» **The request**
From the line that includes "Expected: a single pin indicated on each instance of the bare" to the last line of the data, quote each line precisely; both boundary lines belong in the answer.

Records from a point labeling set:
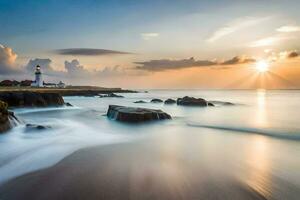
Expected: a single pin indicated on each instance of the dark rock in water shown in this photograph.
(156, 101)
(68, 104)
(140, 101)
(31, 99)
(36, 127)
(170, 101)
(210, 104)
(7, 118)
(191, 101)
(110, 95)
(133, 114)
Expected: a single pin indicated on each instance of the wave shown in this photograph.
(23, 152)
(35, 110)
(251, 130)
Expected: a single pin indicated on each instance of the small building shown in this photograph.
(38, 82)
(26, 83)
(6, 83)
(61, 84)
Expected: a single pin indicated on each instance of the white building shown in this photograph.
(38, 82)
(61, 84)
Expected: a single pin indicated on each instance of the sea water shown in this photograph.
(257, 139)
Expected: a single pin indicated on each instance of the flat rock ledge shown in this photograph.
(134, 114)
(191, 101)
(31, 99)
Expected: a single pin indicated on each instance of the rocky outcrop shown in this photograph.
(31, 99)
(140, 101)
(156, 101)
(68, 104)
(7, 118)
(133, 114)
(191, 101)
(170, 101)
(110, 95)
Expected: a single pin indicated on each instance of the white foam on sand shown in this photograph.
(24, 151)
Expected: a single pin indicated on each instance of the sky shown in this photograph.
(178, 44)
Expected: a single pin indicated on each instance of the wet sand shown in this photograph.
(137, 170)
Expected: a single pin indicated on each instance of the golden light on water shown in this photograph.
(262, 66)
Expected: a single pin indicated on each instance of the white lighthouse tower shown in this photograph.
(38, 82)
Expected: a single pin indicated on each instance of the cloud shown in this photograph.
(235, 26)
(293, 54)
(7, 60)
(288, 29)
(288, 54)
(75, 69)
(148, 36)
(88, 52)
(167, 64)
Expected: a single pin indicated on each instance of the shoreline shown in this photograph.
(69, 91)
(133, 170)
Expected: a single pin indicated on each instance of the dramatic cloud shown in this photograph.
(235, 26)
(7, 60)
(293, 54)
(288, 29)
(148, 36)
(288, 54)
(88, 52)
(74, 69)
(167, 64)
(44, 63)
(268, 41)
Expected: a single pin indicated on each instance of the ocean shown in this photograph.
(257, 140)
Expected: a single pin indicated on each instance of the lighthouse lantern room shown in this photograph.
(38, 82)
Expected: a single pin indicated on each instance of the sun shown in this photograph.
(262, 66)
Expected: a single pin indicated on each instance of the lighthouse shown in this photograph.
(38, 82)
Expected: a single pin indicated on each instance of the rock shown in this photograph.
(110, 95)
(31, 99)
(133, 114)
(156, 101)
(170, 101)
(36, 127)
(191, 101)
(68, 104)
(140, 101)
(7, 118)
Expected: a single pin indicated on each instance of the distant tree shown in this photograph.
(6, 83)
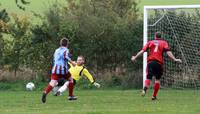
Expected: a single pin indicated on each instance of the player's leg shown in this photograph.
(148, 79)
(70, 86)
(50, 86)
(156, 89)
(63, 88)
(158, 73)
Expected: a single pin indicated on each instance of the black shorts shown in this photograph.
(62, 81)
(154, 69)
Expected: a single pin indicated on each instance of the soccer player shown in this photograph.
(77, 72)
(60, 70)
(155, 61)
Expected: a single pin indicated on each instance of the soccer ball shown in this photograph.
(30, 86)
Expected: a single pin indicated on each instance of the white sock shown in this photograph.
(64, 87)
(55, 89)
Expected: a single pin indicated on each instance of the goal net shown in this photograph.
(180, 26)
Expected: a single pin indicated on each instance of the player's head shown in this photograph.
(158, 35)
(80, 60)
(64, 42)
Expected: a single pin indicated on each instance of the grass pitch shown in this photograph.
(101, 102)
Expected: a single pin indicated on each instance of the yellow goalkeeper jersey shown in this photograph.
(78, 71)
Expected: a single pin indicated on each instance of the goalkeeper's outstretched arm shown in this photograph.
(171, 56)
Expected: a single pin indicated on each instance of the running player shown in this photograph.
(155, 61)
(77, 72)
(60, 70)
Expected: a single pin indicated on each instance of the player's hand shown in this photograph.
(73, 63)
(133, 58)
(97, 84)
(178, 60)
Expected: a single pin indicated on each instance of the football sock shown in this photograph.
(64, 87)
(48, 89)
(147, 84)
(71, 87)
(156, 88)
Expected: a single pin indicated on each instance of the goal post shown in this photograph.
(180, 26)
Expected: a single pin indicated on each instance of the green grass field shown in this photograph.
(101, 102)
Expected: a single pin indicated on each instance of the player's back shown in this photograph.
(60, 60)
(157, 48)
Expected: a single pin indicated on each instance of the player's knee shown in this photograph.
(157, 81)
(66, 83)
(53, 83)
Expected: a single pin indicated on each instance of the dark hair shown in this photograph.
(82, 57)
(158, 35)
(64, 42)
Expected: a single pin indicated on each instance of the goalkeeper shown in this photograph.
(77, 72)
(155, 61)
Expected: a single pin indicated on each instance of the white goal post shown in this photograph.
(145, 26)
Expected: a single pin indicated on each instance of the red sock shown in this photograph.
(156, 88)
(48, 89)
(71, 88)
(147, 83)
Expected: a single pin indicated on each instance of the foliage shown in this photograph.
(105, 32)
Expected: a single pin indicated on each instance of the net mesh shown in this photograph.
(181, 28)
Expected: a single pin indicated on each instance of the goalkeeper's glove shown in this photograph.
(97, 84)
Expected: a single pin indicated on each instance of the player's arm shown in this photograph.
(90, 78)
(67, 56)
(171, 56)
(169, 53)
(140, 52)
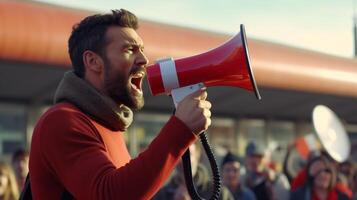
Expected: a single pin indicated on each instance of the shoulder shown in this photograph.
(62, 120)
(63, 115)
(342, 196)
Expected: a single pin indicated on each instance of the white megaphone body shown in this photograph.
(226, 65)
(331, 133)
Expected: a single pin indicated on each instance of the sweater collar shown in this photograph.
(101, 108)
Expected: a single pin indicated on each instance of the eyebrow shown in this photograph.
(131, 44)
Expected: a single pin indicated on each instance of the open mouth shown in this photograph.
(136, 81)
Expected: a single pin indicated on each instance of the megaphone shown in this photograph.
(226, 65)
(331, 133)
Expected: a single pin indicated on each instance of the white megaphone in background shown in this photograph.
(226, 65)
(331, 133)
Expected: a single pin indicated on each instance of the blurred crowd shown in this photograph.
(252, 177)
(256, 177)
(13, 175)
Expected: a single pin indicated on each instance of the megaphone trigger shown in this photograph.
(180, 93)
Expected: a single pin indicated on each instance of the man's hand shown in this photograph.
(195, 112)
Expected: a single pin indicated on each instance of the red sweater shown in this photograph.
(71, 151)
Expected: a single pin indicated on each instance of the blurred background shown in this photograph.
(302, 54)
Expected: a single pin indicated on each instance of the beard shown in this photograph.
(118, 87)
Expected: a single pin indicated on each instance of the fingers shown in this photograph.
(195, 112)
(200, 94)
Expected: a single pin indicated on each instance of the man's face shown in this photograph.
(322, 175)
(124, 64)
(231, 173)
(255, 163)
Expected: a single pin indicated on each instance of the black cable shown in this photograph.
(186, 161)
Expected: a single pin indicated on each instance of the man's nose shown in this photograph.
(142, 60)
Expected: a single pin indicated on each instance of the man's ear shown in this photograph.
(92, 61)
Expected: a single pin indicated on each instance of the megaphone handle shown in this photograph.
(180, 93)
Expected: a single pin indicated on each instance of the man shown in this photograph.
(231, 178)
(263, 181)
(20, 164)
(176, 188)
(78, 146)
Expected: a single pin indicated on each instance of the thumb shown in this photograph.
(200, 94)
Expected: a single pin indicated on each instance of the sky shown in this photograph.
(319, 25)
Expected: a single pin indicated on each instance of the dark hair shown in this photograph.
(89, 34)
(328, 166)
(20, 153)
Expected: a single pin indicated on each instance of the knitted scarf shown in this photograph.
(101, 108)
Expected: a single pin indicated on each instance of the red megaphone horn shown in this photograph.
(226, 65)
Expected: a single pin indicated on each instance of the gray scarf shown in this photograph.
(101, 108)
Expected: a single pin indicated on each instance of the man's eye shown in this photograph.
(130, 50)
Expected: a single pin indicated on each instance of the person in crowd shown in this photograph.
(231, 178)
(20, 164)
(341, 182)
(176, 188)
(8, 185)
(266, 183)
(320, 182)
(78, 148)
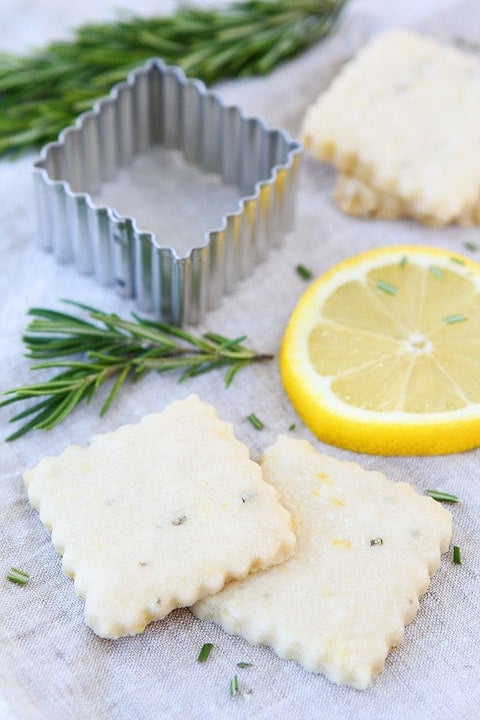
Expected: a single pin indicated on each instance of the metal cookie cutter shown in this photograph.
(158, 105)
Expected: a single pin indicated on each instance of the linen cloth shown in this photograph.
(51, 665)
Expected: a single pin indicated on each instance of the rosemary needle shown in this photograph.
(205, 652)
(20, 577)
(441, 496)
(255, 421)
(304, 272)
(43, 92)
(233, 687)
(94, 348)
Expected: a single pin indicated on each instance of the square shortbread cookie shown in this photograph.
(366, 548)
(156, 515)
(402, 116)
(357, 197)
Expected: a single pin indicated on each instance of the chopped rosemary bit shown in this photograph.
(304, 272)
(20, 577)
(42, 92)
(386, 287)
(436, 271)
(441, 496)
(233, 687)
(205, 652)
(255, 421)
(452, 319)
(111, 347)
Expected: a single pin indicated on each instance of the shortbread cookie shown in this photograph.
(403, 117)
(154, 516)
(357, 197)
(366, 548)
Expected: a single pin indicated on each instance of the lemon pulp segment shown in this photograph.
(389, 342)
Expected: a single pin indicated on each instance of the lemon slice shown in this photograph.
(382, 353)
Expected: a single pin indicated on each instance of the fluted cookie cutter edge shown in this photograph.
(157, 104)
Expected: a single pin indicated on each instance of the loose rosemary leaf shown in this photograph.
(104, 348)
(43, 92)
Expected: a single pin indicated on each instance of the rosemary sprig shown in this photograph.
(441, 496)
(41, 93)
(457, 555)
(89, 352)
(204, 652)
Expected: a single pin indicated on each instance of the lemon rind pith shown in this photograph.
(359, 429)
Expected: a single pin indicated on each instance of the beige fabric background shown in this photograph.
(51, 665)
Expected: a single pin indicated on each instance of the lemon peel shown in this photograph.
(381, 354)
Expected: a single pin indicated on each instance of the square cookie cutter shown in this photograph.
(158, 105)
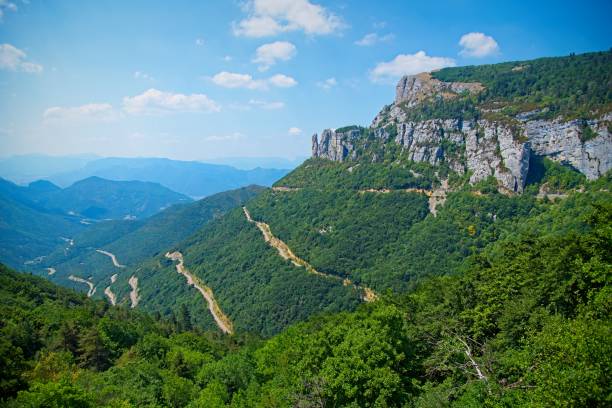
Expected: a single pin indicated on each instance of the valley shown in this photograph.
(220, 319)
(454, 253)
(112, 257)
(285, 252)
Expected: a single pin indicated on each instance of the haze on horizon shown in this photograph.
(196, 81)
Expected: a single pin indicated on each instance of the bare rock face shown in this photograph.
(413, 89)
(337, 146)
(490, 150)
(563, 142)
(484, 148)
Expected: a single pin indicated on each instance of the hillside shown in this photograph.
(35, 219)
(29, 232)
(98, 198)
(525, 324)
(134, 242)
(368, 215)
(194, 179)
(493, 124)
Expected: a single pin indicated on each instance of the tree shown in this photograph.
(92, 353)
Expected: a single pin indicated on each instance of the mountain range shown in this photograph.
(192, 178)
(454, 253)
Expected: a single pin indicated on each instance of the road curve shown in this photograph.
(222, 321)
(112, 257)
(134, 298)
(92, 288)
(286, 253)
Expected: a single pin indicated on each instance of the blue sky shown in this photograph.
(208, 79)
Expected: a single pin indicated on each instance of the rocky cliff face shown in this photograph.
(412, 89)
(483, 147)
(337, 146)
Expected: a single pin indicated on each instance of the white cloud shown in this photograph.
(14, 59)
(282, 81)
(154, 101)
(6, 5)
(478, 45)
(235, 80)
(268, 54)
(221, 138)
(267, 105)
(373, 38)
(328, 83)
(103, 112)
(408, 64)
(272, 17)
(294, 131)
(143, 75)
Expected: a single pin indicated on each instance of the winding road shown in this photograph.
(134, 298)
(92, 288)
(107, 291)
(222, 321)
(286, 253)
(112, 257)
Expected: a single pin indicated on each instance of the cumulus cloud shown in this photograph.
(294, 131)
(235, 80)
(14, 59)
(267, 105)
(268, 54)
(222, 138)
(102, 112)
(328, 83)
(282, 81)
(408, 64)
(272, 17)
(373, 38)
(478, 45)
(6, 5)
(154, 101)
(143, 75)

» **Full answer**
Expected: a single pin indicated on each instance of the bare rock face shown in this photograph.
(413, 89)
(337, 146)
(490, 150)
(563, 142)
(484, 148)
Expected: a single pin indicated on each instance of the hillside shown in this photograph.
(35, 219)
(29, 232)
(98, 198)
(525, 324)
(134, 242)
(368, 215)
(194, 179)
(493, 124)
Expected: a single pin indicated on each instance of the tree shown in this photograph.
(92, 353)
Expected: a single pin indicated on each instance of the mountain range shown in this photograph.
(192, 178)
(454, 253)
Expected: a single pin indicated on each instance of the road curve shown in this photograph.
(222, 321)
(112, 257)
(134, 298)
(92, 288)
(286, 253)
Expected: a single pin indicated on each instance of the blue sky shown in this photograph.
(208, 79)
Expected: a single pin indicated on each instance of the rocky cliff face shown in this photograph.
(412, 89)
(483, 147)
(337, 146)
Expected: a single pin indicated on each instance of the white cloud shown in this photograph.
(14, 59)
(282, 81)
(154, 101)
(6, 5)
(478, 45)
(235, 80)
(268, 54)
(221, 138)
(267, 105)
(373, 38)
(328, 83)
(103, 112)
(408, 64)
(272, 17)
(294, 131)
(143, 75)
Expected: a single pin indicated on each instance of the winding road shown in this photograph.
(134, 298)
(92, 288)
(107, 291)
(222, 321)
(286, 253)
(112, 257)
Expected: a single pin indicated on each instance of the cumulus cloud shown in this photograph.
(294, 131)
(235, 80)
(14, 59)
(267, 105)
(268, 54)
(222, 138)
(102, 112)
(328, 83)
(282, 81)
(408, 64)
(272, 17)
(373, 38)
(478, 45)
(6, 5)
(154, 101)
(143, 75)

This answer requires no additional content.